EXCERPTED TEXT |
However, 7d vs 2d at 6 handi and -6.5 komi, the expected win rate is 79% for black.

Does anyone believe that a single new handicap stone could produce this difference in winning percentages?
Sure, I could believe it, but I'd also like to know where your figures came from

http://senseis.xmp.net/?KGSRatingMath

See expected win rates given rank differences.

flOvermind · Post by **flOvermind** » Fri Aug 26, 2011 6:52 am

xed_over wrote: KGS tries to make the assumption that even if you're not playing on KGS, that you're still playing somewhere and improving. And it does that by comparing you with your past opponents.

That's not true.

But KGS makes the assumption that it does not "know" your rank or the rank of your opponents for sure at any point in time. If its guess of the rank of a player changes (e.g. because it gets more data, that is, the player plays more games), that means that the previous guess must have been wrong. So it needs to adjust everything calculated with this "wrong guess", including the ratings of opponents that haven't played in a while.

So the problem is actually the other way round: Because it assumes the rank of players *does not change* in time, it has to correct your rating all the time as the rank of others change. And because the rank of the average Kyu will rather go up than down, that typically results in a rank drift upwards when you don't play. Note that this problem can't be solved by simply inserting the assumption that players improve at a constant rate. It would still have to re-calculate everything whenever the rank changes, but now with a linear backwards interpolation instead of a simple constant, but with both players having the same assumed improvement rate, that wouldn't actually change anything.

ENTRIES |
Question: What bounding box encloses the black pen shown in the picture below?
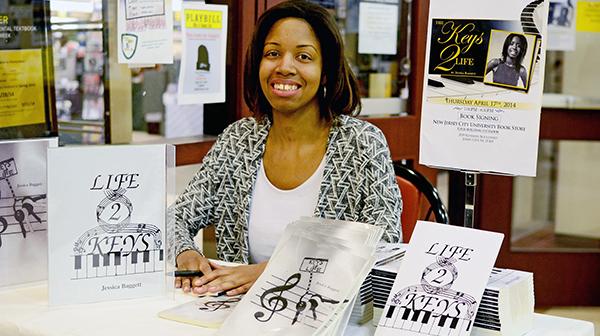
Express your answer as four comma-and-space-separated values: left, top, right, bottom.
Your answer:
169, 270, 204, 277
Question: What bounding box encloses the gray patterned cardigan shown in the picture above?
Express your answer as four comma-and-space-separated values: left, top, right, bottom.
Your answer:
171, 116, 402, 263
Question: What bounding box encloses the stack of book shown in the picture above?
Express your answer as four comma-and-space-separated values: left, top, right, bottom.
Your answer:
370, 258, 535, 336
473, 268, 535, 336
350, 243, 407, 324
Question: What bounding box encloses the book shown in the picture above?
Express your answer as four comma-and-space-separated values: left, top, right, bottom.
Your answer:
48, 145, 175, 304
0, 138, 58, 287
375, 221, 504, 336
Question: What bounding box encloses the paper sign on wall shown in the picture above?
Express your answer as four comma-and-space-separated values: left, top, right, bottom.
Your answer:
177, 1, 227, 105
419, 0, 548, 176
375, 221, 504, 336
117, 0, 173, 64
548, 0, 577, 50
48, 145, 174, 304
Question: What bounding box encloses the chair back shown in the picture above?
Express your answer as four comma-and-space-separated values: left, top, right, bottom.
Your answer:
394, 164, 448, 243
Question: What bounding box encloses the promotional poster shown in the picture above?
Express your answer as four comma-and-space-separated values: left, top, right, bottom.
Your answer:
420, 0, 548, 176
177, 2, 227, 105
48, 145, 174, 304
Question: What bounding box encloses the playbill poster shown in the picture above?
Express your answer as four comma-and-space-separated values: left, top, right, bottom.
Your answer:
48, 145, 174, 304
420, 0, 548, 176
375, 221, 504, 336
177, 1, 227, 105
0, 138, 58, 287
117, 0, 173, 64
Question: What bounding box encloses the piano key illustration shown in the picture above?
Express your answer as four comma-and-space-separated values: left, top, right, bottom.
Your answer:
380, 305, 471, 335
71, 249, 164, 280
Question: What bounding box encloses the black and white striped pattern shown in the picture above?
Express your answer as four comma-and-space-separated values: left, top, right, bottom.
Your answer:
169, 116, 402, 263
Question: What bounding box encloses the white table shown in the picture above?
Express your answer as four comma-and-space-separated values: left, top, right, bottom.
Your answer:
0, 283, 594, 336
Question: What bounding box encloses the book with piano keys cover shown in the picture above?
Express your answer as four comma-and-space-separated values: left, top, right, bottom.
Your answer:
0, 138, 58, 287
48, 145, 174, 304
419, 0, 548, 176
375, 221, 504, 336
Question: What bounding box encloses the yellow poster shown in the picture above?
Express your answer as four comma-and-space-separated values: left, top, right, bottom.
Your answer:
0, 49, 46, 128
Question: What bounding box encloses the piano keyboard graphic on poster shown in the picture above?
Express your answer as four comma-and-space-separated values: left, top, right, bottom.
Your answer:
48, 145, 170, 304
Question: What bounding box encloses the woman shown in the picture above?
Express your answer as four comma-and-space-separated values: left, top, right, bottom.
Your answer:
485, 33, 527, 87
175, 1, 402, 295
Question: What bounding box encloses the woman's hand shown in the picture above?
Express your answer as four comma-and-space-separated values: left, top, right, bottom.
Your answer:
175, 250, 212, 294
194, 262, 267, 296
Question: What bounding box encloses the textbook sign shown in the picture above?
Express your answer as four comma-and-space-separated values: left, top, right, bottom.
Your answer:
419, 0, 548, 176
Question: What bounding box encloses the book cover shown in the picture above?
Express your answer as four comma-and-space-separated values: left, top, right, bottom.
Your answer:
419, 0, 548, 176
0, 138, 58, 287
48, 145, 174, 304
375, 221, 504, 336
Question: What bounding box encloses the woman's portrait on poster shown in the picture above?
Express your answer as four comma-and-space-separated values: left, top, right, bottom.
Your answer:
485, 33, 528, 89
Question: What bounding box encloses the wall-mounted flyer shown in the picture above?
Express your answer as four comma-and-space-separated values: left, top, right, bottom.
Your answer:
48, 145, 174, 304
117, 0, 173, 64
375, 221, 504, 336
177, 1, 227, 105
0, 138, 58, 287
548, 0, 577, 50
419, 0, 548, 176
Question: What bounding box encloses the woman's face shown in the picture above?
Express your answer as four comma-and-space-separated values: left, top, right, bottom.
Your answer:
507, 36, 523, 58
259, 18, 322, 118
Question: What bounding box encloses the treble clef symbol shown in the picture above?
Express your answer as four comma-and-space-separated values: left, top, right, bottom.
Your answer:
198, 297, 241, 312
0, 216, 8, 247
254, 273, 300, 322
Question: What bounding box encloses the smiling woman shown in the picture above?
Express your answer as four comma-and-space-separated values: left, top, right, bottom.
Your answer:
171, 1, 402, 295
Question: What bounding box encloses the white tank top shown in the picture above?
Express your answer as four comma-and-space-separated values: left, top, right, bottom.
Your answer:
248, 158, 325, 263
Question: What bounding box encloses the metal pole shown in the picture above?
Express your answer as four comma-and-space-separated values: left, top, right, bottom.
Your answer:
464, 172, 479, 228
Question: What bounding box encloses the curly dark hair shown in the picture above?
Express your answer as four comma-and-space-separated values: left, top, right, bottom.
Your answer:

TO DO |
A – Answer these about the KGS rating thread:
(i) What expected win rate for black does it give for 7d vs 2d at 6 handicap and -6.5 komi?
(ii) According to flOvermind, what does KGS assume about whether a player's rank changes over time?
(iii) In which direction does a rating typically drift when the player doesn't play?
B – Carry the KGS rating thread forward with the next part, picking up after its final sentence.
The entries play no part in any of this.

ANSWERS IN ORDER |
A –
(i) 79%
(ii) It assumes the rank does not change in time.
(iii) Upwards

B –
IGS for example has the opposite problem: It assumes that its knowledge of the current rank is perfect, and any change to this number reflects a real change in skill, which is of course ridiculous. That assumption is actually a lot worse than the KGS assumption. That way, every misranked player hurts the long-term accuracy of the rating system, while in the KGS system there are only short-term effects, and the system will adapt with time as it gathers more data.

The solution to both problems, as has already been mentioned: WHR.
This system both assumes that ratings change over time, and that the knowledge of the "true" rating is always just a guess that can change later due to more data being available.

Kaya.gs · Post by **Kaya.gs** » Tue Aug 30, 2011 10:22 am

wms wrote:KGS is assuming that all ranks are stable, but the end result is the same as assuming that you improve with your opponents when you aren't playing.

When I did the research for the current KGS rank system, I did code up a system that would assume each player was improving at a constant rank, and it would try to compute the slope for your rank that best fit the available data. It made the rank system a lot more complex and run a lot slower, but in the end it made the system no better at predicting the outcome of future games (which is what I used as my metric for accuracy), so I took that algorithm out.

I understand that the kgs rating system is more sophisticated than Wbaduk for example. I am not a ratings master at all, and i should start understanding a lot more about this things.

First of all, how do we know a rating system is accurate? How can we compare accuracy between KGS and Wbaduk?.

I do believe Wbaduk has a higher sample of players, which means it should present less inacuracy. However they have the issue that from 3d to weak 7d they are almost the same strength, and then inside 7d, you feel 2 stones difference.
I dont know why that happens.

I think Kgs rating system feels very good from say, 8k to 2d. From 3d up it starts to feel a little funky, but its probably due to the lack of players. I can say that from 6d up, i have a certain disbelief for ranks.

Back when KGS showed up i remember that IGS(as Wbaduk) required you to play 20 games to get a solid rank, and that sucked.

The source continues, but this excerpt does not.